● **Texto do documento**
++++++++++

26/08/2020 16h15 - Atualizado em 26/08/2020 16h18

Santa Fé do Sul / Juiz de Direito Dr. Braga envia Carta Aberta ao Bispo da Diocese de Jales

Nela o magistrado requer melhor analise e que reconsidere a transferência do Pe. Lorenzo Longhi de Santa Fé para Auriflama.

Na última sexta-feira (14) O Bispo Diocesano de Jales, Dom Reginaldo Andriete publicou um comunicado no site oficial da diocese que informa a transferências de padres de diversas paróquias, um remanejamento geral que incluiu a transferência do Pe. Lorenzo Longhi da Paróquia São João Batista de Santa Fé do Sul para a cidade de Auriflama.

Nesta semana o Pe. Lorenzo confirmou a informação, e que a tranferência deve ocorrer até fevereiro de 2021. O Pe. demonstrou obediencia as decisões do lider da Diocese, mas pode se perceber que foi pego de supresa, ao receber a notícia da mudança no alto dos seus 76 anos idade onde terá que começar um novo trabalho de evangelização em um local desconhecido. Na entrevista da última seguna feira (24) as declarações de Lorenzo indicaram que o Pe. poderá retornar para sua terra natal e assim encerrar sua missão sacerdotal após 50 anos dedicado a Igreja Católica.

Atualmente está sendo coletadas assinaturas da comunidade católica que tenta reverter a decisão do Bispo, além disso, varias manifestações em redes sociais e cartas endereçadas a Diocese de Jales e, uma dela do Juiz Direito da Comarca de Santa Fé do Sul, José Gilberto Alves Braga Junior, que está postada também na sua pagina pessoal em rede social, tornando público o desejo do Juiz de que haja uma reconsideração da Diocesa na transferência de Lorenzo Longhi. Veja a carta.

Ao Reverendíssimo Senhor Dom Reginaldo Andrietta

Santa Fé do Sul, 26 de agosto de 2020

Na última sexta-feira, Santa Fé do Sul recebeu a triste notícia de que V. Revma. decidira que o Padre Lorenzo deixará esta cidade para assumir a paróquia de Auriflama.

++++++++++

● **Extrato dos dados**
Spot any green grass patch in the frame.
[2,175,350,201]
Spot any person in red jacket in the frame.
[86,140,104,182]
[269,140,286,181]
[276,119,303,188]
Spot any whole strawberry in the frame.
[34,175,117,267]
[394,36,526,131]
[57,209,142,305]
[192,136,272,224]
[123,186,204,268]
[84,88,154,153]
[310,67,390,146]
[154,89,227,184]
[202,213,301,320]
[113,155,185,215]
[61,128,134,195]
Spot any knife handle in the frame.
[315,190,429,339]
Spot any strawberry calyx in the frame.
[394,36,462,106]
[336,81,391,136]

++++++++++

● **Explore o material**
**A)** Segundo a notícia sobre a transferência do padre, para qual cidade o Pe. Lorenzo Longhi será transferido?
**B)** Prossiga a notícia sobre a transferência do Padre Lorenzo, começando logo após a última frase apresentada.
Os registros não têm relação com a notícia.

● **Respostas por item**
**A)** Para Auriflama.

**B)**
Quando se recebe a notícia que um padre será transferido, ao leigo surgem duas hipóteses: Ou o padre não se adaptou à comunidade, ou a comunidade não se adaptou ao padre.

Mas vejamos.

Ordenado na Itália em 1970, o padre Lorenzo lá permaneceu por oito anos, antes de chegar ao Brasil. Aqui chegando, trabalhou em Ouroeste, Indiaporã, Fernandópolis, e retornou para a Itália.

De volta ao Brasil em 1988, assumiu como pároco da Igreja São João Batista, na nossa cidade, mas foi designado como missionário em Palmas, Tocantins, lá permanecendo até 2002. Entre 2003 e 2008 foi pároco de Pereira Barreto e no início de 2009 retornou para Santa Fé do Sul.

Portanto, são 42 anos a serviço da Diocese de Jales e nada menos que 17 anos junto à comunidade de Santa Fé do Sul (somando-se os dois períodos), o que descarta a possiblidade de ser uma daquelas hipóteses.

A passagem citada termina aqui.